───── Текст для чтения

Бентам утверждал, что учение, которое он впоследствии назвал «утилитаризмом», налагает как на законодателей, так и на отдельных людей обязанность «содействовать всеобщему счастью» — обязанность, которая, по его словам, является «первостепенной по отношению ко всем остальным и включает их в себя». Термином «полезность» он обозначал «[все то, что] имеет тенденцию приносить пользу, выгоду, добро или счастье», причем в его словоупотреблении все эти понятия были синонимами.
Утилитаризм — будь то в версии Бентама или в его более поздних, усложненных вариантах — представляет собой консеквенциалистскую теорию морали: он определяет нравственную ценность исключительно на основе результатов поступков, оставляя в стороне любые вопросы о намерениях действующих лиц или качествах их личного характера. Другие теории морали сосредоточены как раз на двух последних аспектах, однако отличительная черта утилитаристских учений состоит в том, что они измеряют нравственную ценность целиком и полностью по результатам. Бентам и Джон Стюарт Милль, известные вместе как «классические утилитаристы» (хотя последний и развил взгляды Бентама), сходились в том, что счастье — это наивысшее благо, причем счастье каждого отдельного человека равноценно счастью любого другого. Это означает, что деятельность по достижению наибольшего счастья для наибольшего числа людей осуществляется беспристрастно: мотивы любого человека, содействующего этому благу, ничем не отличаются от мотивов любого другого.

──────────

Задания для выполнения
#1 Перепишите отрывок из текста об утилитаризме, начиная со слов "Бентам утверждал, что" и заканчивая словами "понятия были синонимами.".
#2 Почему, согласно тексту об утилитаризме, деятельность по достижению наибольшего счастья для наибольшего числа людей осуществляется беспристрастно? Ответьте в одном–трёх предложениях.
Список, приведённый ниже, к тексту об утилитаризме отношения не имеет.

───── Выдержка из данных

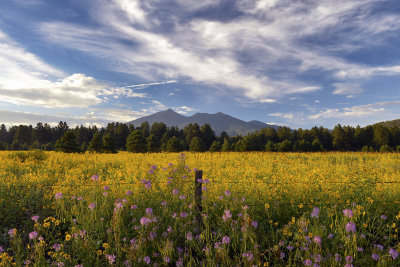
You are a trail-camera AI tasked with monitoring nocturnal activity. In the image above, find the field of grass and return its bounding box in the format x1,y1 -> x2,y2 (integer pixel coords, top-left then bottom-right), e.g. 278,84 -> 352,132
0,152 -> 400,266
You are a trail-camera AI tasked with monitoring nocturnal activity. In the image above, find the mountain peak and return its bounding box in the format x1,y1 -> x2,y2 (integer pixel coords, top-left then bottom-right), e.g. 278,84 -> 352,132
128,109 -> 276,136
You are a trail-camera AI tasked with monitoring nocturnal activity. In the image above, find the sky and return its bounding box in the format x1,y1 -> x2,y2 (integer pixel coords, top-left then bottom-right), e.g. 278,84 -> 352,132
0,0 -> 400,129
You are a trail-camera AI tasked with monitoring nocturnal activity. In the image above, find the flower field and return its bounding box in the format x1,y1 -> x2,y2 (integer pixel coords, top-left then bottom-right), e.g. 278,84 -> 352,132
0,151 -> 400,266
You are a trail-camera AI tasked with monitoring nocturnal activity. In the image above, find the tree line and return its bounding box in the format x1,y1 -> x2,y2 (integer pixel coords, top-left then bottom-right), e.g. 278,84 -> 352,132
0,121 -> 400,153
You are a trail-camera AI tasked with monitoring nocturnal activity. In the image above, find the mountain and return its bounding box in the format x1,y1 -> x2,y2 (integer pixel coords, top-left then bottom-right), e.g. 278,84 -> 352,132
127,109 -> 278,136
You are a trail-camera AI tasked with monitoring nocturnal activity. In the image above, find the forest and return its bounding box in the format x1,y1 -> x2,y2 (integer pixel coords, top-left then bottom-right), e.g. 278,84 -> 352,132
0,121 -> 400,153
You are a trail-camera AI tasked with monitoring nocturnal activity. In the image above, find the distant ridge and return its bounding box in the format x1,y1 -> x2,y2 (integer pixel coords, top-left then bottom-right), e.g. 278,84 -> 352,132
127,109 -> 278,136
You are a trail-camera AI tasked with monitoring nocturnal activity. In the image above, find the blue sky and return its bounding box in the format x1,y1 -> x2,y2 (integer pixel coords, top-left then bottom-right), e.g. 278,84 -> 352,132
0,0 -> 400,128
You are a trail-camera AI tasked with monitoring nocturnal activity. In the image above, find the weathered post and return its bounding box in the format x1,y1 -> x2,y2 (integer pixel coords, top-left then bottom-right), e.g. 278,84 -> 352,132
194,170 -> 204,266
194,170 -> 203,232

──────────

Ответы к упражнению
#1
Бентам утверждал, что учение, которое он впоследствии назвал «утилитаризмом», налагает как на законодателей, так и на отдельных людей обязанность «содействовать всеобщему счастью» — обязанность, которая, по его словам, является «первостепенной по отношению ко всем остальным и включает их в себя». Термином «полезность» он обозначал «[все то, что] имеет тенденцию приносить пользу, выгоду, добро или счастье», причем в его словоупотреблении все эти понятия были синонимами.

#2 Бентам и Милль сходились в том, что счастье — наивысшее благо и счастье каждого отдельного человека равноценно счастью любого другого. Поэтому мотивы любого человека, содействующего этому благу, ничем не отличаются от мотивов любого другого.